TASK PROMPT: Find the line holding "590L504 582L499 569L484" in the entries below. Give it again exactly, along with every line after it up to and including the line holding "positive clicks: (651, 200)".

(MATERIAL PROVIDED begins)

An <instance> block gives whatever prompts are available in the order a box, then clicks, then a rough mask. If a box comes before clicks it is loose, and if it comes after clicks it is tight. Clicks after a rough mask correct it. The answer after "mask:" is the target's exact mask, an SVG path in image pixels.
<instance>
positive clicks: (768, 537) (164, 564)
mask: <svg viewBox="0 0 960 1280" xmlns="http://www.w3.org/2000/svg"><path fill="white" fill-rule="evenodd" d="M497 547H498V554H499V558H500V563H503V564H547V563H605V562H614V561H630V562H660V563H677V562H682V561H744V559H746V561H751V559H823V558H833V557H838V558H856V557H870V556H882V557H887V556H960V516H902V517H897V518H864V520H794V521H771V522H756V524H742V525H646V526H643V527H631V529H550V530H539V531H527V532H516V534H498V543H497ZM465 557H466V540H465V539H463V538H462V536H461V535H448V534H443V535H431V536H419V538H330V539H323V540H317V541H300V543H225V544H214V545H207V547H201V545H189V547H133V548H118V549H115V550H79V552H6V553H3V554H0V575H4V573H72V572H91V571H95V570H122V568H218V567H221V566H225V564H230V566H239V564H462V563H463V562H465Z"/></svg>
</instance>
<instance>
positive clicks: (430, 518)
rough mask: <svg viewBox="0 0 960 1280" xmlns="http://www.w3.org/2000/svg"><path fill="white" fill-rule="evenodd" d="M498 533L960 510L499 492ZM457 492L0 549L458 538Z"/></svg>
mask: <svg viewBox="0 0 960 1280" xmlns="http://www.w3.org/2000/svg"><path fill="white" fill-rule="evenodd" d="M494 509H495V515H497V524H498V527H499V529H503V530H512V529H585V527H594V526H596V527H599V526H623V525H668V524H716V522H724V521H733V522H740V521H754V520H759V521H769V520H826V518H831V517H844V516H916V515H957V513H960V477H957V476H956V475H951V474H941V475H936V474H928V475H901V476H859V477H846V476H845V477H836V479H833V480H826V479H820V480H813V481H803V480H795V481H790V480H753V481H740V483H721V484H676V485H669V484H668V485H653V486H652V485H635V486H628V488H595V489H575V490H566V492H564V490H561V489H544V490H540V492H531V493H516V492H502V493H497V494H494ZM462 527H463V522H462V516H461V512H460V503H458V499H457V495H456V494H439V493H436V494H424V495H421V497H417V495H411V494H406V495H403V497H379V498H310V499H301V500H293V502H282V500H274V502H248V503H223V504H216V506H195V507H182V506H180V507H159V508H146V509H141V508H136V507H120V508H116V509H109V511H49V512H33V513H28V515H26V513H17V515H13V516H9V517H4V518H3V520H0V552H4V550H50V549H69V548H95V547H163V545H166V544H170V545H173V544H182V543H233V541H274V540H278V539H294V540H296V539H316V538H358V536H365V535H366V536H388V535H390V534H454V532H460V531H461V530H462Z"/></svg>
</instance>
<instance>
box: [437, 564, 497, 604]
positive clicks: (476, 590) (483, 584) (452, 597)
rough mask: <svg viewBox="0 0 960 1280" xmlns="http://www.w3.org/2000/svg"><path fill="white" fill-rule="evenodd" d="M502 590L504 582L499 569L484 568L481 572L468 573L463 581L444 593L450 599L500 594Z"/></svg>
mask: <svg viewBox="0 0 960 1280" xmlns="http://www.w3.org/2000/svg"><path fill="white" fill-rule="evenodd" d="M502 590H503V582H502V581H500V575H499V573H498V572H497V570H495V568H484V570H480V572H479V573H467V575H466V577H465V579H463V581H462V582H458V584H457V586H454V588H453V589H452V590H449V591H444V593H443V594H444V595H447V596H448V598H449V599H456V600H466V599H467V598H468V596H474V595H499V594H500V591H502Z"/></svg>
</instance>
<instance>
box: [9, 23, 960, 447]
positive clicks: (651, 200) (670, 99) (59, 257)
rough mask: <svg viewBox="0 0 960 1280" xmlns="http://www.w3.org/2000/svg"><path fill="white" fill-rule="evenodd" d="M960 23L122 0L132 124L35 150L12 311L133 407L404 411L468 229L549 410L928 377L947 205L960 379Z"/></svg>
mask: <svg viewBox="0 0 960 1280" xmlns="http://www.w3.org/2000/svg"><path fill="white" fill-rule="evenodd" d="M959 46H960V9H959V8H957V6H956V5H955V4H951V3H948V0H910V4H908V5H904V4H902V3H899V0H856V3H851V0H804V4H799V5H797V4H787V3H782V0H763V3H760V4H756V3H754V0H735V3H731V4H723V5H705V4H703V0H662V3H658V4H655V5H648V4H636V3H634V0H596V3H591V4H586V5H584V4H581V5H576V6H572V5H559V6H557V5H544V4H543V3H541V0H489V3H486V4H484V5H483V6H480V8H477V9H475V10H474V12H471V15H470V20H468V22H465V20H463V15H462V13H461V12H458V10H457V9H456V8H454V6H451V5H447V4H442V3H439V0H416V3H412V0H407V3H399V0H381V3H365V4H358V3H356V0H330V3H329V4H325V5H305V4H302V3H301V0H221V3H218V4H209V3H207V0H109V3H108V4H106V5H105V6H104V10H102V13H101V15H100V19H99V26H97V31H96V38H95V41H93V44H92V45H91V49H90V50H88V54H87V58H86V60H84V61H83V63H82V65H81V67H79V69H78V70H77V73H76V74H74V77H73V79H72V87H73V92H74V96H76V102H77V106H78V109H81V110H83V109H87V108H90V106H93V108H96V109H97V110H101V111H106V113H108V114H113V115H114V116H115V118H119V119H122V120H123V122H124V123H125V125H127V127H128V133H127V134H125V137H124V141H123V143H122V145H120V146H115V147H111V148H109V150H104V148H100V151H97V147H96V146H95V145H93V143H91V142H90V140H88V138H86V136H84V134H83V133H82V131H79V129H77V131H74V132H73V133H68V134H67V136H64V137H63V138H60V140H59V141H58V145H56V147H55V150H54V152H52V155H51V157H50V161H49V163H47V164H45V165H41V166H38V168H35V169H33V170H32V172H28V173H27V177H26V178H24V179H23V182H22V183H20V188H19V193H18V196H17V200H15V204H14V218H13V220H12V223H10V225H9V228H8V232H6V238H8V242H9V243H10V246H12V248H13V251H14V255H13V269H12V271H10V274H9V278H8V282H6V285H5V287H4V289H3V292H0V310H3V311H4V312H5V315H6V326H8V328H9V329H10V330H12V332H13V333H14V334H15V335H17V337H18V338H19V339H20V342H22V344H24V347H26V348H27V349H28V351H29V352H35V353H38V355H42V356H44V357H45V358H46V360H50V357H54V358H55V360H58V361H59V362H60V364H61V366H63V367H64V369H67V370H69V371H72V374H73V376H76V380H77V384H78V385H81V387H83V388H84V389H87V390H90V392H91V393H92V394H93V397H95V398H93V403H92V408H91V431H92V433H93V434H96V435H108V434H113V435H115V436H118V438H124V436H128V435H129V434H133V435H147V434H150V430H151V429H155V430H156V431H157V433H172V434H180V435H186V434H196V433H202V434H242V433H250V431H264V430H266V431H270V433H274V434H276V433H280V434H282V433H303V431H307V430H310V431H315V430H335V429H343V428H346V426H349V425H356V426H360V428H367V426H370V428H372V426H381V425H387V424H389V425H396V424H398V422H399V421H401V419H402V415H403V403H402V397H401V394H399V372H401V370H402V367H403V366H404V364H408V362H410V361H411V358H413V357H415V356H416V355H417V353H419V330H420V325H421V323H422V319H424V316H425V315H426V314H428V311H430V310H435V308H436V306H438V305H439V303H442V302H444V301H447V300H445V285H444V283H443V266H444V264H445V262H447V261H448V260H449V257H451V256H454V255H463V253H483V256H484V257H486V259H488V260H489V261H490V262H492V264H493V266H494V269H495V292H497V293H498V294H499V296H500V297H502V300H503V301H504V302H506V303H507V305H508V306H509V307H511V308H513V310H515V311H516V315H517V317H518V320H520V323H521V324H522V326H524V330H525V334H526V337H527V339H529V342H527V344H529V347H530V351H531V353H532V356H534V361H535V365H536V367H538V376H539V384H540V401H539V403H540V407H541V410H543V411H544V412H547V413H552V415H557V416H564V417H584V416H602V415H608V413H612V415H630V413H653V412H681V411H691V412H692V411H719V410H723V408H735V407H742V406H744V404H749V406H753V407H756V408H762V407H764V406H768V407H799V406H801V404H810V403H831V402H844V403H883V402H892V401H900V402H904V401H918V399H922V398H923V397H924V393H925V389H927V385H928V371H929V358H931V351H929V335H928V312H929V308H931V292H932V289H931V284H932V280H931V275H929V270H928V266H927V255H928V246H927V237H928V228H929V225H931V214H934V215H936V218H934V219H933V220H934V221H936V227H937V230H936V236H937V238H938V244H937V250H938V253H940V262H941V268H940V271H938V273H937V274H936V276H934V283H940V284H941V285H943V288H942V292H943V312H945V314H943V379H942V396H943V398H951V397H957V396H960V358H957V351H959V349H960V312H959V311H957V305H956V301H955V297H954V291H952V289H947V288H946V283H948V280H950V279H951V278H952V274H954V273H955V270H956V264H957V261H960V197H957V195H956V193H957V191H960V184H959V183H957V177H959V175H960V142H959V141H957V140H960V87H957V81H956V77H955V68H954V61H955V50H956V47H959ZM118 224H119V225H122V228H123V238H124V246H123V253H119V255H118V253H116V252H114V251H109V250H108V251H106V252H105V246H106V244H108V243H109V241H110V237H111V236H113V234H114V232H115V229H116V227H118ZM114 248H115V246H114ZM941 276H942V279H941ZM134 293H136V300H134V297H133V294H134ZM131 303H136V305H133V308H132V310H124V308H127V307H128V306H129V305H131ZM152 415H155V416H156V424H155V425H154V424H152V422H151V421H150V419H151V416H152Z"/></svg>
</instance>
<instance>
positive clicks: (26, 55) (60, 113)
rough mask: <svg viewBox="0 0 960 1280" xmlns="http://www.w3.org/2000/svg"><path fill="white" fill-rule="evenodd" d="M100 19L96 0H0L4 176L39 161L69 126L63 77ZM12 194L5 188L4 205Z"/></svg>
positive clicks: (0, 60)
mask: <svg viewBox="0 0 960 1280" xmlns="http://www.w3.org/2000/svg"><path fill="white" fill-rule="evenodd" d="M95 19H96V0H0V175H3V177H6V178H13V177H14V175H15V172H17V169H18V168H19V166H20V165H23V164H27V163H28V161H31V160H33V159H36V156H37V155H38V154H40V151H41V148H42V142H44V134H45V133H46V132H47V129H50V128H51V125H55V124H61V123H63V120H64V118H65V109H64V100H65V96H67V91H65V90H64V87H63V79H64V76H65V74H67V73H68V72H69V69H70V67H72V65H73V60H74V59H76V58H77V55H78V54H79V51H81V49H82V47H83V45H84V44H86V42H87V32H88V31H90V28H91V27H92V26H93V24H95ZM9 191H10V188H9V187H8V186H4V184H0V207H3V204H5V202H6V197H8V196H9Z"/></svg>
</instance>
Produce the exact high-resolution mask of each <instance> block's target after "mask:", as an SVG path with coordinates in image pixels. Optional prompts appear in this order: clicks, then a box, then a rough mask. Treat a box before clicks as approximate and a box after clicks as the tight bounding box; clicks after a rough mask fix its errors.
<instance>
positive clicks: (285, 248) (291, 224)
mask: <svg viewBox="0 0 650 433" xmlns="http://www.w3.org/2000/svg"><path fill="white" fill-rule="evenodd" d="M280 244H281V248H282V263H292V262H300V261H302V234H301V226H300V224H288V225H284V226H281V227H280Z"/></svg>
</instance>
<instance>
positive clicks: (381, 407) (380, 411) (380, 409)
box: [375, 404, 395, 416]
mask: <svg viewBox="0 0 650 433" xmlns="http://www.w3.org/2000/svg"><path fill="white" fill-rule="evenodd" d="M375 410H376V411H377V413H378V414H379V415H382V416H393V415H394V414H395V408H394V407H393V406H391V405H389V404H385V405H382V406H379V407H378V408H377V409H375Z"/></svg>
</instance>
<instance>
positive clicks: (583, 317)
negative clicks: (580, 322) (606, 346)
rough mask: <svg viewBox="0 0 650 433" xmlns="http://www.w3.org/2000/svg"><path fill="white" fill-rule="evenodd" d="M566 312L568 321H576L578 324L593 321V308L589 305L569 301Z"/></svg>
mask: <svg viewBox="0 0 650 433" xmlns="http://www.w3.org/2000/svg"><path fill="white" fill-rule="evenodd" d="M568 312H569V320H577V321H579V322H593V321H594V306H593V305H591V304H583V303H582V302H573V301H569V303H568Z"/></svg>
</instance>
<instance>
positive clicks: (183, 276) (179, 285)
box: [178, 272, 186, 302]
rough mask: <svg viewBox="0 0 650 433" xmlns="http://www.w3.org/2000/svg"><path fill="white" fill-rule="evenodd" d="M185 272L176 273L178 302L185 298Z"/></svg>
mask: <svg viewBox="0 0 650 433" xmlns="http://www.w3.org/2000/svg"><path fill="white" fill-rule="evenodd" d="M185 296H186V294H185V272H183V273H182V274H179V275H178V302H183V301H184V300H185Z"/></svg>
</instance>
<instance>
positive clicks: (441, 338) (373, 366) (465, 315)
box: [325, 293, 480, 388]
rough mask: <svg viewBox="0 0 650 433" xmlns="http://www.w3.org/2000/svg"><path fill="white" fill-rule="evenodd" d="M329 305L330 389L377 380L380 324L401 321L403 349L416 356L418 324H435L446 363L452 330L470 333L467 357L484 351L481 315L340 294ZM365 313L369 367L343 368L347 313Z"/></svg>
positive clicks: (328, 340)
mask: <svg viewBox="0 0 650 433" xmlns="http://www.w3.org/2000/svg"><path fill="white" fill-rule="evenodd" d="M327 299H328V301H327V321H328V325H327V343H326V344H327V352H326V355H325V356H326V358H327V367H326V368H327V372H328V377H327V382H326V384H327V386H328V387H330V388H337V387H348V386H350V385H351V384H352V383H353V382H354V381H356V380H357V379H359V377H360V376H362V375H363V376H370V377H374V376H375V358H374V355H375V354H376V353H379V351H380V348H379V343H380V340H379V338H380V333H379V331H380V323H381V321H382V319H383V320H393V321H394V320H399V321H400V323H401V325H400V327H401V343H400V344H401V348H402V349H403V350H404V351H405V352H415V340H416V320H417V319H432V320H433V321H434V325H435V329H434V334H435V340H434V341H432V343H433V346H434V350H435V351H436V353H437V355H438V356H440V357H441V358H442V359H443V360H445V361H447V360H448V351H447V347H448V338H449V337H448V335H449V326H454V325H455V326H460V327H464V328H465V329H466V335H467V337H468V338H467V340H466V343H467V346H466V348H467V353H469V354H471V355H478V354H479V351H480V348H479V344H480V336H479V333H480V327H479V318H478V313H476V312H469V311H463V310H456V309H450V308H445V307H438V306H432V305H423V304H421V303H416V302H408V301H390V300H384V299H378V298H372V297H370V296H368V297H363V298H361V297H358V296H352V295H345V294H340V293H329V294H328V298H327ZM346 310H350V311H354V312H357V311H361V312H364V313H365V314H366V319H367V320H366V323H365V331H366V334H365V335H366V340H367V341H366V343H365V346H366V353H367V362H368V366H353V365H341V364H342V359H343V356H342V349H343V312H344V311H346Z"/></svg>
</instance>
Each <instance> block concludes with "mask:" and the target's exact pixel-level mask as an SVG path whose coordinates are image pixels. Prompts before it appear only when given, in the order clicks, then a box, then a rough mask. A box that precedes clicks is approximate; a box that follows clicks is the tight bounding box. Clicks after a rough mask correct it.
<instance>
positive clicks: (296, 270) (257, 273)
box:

(MATERIAL PROVIDED ends)

EXERCISE OUTPUT:
rough mask: <svg viewBox="0 0 960 1280" xmlns="http://www.w3.org/2000/svg"><path fill="white" fill-rule="evenodd" d="M502 590L504 582L499 569L484 568L481 572L468 573L463 581L444 593L450 599L500 594Z"/></svg>
mask: <svg viewBox="0 0 960 1280" xmlns="http://www.w3.org/2000/svg"><path fill="white" fill-rule="evenodd" d="M502 590H503V582H502V581H500V575H499V573H498V572H497V570H495V568H484V570H480V572H479V573H467V575H466V577H465V579H463V581H462V582H458V584H457V586H454V588H453V589H452V590H449V591H444V593H443V594H444V595H447V596H448V598H449V599H456V600H466V599H467V598H468V596H474V595H499V594H500V591H502Z"/></svg>
</instance>
<instance>
box: [9, 23, 960, 447]
positive clicks: (651, 200) (670, 99) (59, 257)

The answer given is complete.